** start Document segment **

[ClusterLabs] Antw: Re: Antw: Re: When the DC crmd is frozen, cluster decisions are delayed infinitely

Ulrich Windl Ulrich.Windl at rz.uni-regensburg.de
Thu Sep 8 12:34:00 UTC 2016


>>> Klaus Wenninger <kwenning at redhat.com> schrieb am 08.09.2016 um 11:45 in
Nachricht <e9ab025b-7a96-06dd-9e24-d805e2480f8d at redhat.com>:
> On 09/08/2016 10:58 AM, Shermal Fernando wrote:
>> Hi Jehan-Guillaume,
>>
>> Does this means watchdog will serf-terminate the machine when the crm daemon 
> is frozen?
> 
> Would be desirable but doesn't seem to happen - at least till now - will
> see what I can do on that front.

I think in HP-UX Service Guard the corresponding process of crmd was feeding (periodically resetting) the kernel watchdog (like every 10 seconds). When the process was killed or stopped in a non expected way (the process would disable the watcdog on clean exit), the kernel watchdog triggered a kernel panic, effectively fencing the node.

** end Document segment **
** start Material **

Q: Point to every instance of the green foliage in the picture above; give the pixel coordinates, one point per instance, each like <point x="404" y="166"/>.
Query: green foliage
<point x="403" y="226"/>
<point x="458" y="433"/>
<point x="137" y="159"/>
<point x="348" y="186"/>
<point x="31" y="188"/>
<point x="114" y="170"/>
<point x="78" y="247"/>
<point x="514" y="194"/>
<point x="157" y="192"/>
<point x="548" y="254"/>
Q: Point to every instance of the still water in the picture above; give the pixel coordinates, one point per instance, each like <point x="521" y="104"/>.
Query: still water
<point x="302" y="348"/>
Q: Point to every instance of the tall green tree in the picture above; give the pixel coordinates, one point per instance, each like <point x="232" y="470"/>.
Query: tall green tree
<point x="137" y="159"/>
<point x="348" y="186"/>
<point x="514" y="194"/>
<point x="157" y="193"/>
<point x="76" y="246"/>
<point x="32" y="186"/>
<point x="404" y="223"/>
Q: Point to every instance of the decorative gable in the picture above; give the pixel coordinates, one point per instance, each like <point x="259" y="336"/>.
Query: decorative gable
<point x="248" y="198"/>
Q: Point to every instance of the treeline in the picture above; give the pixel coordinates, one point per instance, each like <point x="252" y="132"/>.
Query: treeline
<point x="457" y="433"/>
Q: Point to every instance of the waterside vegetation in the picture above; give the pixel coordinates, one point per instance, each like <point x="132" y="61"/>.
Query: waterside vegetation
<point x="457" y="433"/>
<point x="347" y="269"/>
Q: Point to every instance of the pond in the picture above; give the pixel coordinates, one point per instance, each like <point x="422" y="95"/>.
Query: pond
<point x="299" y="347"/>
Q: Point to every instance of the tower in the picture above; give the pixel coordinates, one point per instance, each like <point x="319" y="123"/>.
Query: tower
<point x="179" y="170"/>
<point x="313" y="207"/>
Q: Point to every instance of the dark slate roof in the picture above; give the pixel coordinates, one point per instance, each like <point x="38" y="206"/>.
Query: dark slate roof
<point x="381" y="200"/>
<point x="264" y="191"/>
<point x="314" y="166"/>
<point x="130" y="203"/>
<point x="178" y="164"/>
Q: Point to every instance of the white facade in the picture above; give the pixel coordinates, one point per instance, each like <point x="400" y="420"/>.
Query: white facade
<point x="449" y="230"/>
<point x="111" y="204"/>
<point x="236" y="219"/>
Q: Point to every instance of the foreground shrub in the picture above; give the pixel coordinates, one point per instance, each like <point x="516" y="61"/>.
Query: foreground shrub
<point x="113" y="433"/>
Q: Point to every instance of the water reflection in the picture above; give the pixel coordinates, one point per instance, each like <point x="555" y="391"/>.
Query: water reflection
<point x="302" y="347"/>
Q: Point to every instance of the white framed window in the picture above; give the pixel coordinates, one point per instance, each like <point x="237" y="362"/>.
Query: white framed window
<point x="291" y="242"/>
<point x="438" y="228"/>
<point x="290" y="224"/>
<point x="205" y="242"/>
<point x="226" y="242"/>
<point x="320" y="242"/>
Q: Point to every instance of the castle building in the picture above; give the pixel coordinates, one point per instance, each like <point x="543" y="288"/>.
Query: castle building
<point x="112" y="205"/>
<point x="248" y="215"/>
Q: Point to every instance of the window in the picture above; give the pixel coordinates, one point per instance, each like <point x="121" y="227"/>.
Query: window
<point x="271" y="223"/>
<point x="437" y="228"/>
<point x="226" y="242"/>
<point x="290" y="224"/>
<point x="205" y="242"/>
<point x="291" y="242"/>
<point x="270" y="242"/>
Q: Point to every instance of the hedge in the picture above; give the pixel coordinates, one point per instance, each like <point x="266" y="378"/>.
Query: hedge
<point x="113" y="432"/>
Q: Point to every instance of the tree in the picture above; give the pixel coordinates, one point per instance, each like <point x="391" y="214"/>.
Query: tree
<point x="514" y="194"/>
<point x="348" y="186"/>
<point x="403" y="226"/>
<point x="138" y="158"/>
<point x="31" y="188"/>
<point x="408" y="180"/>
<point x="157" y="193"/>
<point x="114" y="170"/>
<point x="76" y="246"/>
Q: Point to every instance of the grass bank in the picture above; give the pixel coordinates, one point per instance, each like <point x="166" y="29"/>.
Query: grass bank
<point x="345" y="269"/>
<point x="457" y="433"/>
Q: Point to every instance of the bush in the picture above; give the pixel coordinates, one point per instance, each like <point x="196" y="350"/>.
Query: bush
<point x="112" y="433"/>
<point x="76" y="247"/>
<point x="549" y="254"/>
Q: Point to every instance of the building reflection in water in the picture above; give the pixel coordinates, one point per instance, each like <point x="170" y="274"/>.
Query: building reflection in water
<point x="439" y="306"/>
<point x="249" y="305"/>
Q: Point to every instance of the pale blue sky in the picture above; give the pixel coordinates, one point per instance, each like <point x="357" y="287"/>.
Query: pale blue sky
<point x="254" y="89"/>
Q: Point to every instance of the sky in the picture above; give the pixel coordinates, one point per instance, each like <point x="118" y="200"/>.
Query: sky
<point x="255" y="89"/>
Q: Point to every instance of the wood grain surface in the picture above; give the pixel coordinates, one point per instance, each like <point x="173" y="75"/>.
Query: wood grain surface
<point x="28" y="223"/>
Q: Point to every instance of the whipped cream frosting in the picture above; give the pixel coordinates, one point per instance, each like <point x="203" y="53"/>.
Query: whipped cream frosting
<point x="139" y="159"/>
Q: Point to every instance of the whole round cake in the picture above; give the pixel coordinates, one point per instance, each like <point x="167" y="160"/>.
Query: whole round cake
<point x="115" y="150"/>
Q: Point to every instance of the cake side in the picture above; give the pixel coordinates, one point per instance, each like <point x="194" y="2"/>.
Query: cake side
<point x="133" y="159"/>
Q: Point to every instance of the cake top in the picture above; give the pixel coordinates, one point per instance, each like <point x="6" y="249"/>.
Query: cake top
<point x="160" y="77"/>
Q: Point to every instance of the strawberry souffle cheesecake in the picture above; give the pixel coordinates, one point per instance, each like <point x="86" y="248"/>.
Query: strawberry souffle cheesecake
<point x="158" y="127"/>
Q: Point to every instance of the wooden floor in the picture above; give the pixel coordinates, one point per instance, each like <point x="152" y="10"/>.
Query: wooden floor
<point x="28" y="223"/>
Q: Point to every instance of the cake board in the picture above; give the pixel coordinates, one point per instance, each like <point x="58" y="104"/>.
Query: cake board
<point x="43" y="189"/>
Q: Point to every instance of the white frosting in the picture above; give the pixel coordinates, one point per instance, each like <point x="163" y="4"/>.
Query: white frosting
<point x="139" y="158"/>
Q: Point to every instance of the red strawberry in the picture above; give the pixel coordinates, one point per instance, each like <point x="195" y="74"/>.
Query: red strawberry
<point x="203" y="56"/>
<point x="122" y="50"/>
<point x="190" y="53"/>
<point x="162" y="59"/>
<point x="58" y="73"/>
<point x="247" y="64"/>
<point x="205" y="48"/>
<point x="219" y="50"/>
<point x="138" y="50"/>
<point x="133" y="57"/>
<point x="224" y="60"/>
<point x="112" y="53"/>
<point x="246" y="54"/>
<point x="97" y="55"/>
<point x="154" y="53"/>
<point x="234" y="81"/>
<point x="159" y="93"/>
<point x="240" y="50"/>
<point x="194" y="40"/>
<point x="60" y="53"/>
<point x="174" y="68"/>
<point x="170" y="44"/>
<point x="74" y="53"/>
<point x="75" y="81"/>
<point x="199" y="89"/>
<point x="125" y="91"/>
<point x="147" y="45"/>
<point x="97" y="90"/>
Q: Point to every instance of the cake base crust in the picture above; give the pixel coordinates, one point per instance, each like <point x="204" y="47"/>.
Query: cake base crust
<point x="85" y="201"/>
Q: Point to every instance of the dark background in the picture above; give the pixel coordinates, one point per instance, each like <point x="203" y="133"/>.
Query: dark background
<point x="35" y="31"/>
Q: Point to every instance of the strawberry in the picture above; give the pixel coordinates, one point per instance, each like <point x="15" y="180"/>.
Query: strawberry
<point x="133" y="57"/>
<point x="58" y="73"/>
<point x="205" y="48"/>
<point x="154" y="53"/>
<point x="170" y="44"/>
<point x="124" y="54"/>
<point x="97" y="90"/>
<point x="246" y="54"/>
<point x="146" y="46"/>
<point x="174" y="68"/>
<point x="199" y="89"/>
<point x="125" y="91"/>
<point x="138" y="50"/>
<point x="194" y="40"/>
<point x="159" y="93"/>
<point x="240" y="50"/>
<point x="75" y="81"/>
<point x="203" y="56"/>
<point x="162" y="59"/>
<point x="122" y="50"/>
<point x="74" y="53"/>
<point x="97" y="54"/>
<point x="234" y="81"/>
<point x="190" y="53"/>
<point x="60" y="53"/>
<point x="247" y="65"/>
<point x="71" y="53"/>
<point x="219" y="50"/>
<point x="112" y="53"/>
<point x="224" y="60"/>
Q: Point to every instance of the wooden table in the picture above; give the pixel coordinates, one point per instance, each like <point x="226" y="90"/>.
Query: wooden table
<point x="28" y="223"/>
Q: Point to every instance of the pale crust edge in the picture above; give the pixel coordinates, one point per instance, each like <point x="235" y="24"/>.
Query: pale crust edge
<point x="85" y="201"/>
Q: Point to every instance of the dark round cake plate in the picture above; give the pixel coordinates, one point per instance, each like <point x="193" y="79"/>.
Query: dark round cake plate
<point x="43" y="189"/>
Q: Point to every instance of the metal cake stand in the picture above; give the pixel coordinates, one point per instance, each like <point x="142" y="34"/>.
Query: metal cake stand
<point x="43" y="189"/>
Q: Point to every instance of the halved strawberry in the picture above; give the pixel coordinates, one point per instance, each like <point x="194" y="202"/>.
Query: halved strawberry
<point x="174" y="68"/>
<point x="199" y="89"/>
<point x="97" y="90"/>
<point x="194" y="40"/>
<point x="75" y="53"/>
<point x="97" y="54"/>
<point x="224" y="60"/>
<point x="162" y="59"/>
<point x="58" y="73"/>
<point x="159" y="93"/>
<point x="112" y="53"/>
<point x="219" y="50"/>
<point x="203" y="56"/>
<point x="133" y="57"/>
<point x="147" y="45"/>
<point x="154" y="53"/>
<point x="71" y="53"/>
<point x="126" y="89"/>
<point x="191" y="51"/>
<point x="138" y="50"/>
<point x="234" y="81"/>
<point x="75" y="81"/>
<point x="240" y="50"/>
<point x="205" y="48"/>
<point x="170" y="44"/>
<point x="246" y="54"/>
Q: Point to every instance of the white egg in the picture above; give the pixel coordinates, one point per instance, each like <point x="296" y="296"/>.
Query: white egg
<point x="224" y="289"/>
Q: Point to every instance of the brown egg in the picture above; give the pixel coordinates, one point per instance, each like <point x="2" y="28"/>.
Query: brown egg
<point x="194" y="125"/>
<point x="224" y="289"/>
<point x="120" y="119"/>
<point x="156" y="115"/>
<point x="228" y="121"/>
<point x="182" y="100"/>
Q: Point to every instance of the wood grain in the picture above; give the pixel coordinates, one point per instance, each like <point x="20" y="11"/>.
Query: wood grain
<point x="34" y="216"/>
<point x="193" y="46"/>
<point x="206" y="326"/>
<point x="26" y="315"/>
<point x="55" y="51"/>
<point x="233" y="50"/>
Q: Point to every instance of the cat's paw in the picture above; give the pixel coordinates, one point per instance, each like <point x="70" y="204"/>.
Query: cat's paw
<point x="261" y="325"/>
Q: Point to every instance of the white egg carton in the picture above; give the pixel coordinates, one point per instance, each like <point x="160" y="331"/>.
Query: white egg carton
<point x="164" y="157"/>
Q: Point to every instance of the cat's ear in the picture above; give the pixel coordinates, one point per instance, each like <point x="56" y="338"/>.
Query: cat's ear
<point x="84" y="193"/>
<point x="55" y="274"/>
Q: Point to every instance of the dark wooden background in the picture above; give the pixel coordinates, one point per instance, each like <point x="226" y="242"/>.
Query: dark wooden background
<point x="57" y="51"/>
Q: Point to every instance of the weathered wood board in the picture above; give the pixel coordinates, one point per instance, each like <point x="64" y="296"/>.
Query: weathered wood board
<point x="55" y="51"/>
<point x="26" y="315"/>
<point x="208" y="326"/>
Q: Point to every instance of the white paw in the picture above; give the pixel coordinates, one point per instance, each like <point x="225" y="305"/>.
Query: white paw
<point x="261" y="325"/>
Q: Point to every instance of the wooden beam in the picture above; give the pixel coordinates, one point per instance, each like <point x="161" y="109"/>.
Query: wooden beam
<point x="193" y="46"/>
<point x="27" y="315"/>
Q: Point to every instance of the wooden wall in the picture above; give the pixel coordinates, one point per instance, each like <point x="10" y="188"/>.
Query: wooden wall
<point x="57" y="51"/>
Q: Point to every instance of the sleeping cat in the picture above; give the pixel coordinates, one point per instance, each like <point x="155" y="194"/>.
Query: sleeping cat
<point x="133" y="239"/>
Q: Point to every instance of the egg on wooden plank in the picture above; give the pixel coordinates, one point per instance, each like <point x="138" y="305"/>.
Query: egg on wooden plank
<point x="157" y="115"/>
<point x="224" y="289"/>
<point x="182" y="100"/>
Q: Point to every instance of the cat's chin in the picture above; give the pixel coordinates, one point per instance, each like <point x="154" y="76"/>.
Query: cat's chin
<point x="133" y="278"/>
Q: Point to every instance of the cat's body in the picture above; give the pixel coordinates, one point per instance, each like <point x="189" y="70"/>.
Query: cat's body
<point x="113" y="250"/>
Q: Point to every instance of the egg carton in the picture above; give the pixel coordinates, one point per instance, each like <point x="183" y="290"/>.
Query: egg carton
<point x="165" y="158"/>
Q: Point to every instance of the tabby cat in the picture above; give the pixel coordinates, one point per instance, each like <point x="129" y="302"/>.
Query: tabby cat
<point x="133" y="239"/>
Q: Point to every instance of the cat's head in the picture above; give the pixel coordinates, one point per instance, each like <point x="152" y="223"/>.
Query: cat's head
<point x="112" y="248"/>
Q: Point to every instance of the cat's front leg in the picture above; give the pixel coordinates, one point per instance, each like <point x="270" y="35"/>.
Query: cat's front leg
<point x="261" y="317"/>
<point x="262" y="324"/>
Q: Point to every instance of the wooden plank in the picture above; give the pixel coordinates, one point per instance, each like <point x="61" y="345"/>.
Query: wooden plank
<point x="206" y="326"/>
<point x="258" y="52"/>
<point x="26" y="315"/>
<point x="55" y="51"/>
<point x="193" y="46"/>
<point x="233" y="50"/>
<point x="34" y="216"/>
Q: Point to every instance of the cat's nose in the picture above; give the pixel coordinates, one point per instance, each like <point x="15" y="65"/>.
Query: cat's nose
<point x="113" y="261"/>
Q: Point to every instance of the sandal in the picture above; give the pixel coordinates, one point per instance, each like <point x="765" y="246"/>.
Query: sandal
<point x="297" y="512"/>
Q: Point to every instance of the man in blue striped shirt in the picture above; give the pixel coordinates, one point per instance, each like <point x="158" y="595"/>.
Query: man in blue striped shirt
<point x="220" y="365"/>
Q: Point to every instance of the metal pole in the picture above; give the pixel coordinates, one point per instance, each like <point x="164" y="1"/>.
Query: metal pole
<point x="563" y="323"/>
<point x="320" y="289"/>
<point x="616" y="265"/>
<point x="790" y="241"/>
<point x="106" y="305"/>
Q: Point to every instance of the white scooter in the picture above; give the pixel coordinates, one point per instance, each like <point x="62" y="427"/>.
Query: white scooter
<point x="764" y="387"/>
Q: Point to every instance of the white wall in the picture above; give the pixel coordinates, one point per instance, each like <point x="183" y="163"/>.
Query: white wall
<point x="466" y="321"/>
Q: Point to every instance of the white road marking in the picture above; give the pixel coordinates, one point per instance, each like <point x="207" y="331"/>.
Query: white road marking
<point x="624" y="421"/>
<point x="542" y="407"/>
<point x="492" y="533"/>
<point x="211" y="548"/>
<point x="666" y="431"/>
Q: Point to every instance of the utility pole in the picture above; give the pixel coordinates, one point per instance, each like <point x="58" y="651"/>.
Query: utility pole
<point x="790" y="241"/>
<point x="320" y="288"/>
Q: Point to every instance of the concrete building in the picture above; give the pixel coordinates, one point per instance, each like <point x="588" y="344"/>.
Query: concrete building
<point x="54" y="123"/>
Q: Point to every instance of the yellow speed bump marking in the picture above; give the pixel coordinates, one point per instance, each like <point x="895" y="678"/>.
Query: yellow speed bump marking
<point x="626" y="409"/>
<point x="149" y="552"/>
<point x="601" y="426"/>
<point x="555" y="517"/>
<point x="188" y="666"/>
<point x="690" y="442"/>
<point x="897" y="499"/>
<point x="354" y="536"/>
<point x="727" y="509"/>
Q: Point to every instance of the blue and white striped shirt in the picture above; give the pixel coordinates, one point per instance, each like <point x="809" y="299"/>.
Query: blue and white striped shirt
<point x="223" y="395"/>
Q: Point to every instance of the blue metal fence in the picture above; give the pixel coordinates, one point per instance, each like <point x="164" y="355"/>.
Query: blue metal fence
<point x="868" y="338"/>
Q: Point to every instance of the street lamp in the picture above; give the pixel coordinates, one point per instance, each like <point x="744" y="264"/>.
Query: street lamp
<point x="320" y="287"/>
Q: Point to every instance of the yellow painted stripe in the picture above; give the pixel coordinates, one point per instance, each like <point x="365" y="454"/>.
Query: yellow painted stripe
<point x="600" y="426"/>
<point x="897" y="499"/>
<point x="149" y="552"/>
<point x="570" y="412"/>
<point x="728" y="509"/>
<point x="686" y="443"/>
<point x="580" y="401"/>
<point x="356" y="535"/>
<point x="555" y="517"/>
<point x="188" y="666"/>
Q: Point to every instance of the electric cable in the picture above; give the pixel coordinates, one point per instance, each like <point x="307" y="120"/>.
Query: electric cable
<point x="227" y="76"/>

** end Material **

» Aim 1
What does the ClusterLabs post state on each of these points?
(a) On what date and at what time was it sent?
(b) Whom does Shermal Fernando address by name?
(c) According to Ulrich Windl, roughly how often did the HP-UX Service Guard process reset the kernel watchdog?
» Aim 2
Can you continue the ClusterLabs post about the frozen crmd from the point where it stops?

» Written answer 1
(a) Thu Sep 8 12:34:00 UTC 2016
(b) Jehan-Guillaume
(c) About every 10 seconds

» Written answer 2
>  
>>
>> Regards,
>> Shermal Fernando
>>
>>
>>
>>
>>
>>
>>
>>
>> -----Original Message-----
>> From: Jehan-Guillaume de Rorthais [mailto:jgdr at dalibo.com] 
>> Sent: Thursday, September 08, 2016 12:52 PM
>> To: Digimer
>> Cc: Cluster Labs - All topics related to open-source clustering welcomed
>> Subject: Re: [ClusterLabs] Antw: Re: When the DC crmd is frozen, cluster 
> decisions are delayed infinitely
>>
>> On Thu, 8 Sep 2016 15:55:50 +0900
>> Digimer <lists at alteeve.ca> wrote:
>>
>>> On 08/09/16 03:47 PM, Ulrich Windl wrote:
>>>>>>> Shermal Fernando <shermalfe at millenniumit.com> schrieb am 
>>>>>>> 08.09.2016 um
>>>>>>> 06:41 in
>>>> Nachricht
>>>> <8CE6E8D87F896546B9C65ED80D30A4336578CB4A at LG-SPMB-MBX02.lseg.stockex.local>:
>>>>> The whole cluster will fail if the DC (crm daemon) is frozen due to 
>>>>> CPU starvation or hanging while trying to perform a IO operation.
>>>>> Please share some thoughts on this issue.
>>>> What is "the whole cluster will fail"? If the DC times out, some 
>>>> recovery will take place.
>>> Yup. The starved node should be declared lost by corosync, the 
>>> remaining nodes reform and if they're still quorate, the hung node 
>>> should be fenced. Recovery occur and life goes on.
>> +1
>>
>> And fencing might either come from outside, or just from the server itself 
> using watchdog.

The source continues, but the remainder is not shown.